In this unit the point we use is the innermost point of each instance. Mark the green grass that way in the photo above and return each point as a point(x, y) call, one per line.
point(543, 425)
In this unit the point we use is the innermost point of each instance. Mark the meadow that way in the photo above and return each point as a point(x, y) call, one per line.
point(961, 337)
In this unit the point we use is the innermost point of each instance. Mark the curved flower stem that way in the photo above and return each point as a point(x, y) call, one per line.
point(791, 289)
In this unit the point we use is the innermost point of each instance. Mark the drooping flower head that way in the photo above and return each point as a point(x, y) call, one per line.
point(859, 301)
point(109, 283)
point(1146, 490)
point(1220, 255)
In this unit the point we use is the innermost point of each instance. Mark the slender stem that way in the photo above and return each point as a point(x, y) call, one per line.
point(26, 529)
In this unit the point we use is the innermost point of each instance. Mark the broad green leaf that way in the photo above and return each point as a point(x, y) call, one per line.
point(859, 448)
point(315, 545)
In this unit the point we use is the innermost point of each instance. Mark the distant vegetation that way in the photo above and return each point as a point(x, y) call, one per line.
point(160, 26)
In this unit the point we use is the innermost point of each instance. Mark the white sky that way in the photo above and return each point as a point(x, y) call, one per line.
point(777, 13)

Problem to solve
Render the material above as a JSON list of strings, one string per line, and leave out any blank lines.

Solution to this task
[
  "In this unit the point we use is the innermost point of each instance. Mark the green grass that way in the photo above and return each point as a point(x, y) call, one per line.",
  "point(543, 425)",
  "In this unit the point we use is the innermost point of each instance. Mark the meadow that way in the photo above and return each point as a point(x, y) call, one per line.",
  "point(961, 337)",
  "In this unit the point we use is the innermost point of each instance. Mark the curved flower stem that way in the photo above and return each point as a point(x, y) call, one per line.",
  "point(791, 289)",
  "In this unit the point we use is the innermost point of each instance. Mark the drooping flower head that way in the photo above and return each point as a point(x, y) call, one per line.",
  "point(859, 301)",
  "point(109, 283)",
  "point(1146, 490)",
  "point(1220, 255)",
  "In this unit the point we use is the innermost point of each instance. Mark the slender stem that way in the photo above and return each point as a point(x, y) call, one per line.",
  "point(26, 529)",
  "In this unit the point we use is the innermost point of each instance. Mark the broad green leaf that way in the photo above and return each point as a point(x, y) call, one per line.",
  "point(859, 448)",
  "point(315, 545)",
  "In this unit the point we use is the innermost point of each instance. Mark the distant vegetation that way in the photo above and return each point as a point(x, y) call, one per line.",
  "point(160, 26)",
  "In this unit the point we use is the innermost point of each instance. Mark the white sky that way in the photo above and return each point as a point(x, y) call, one per line.",
  "point(777, 13)"
]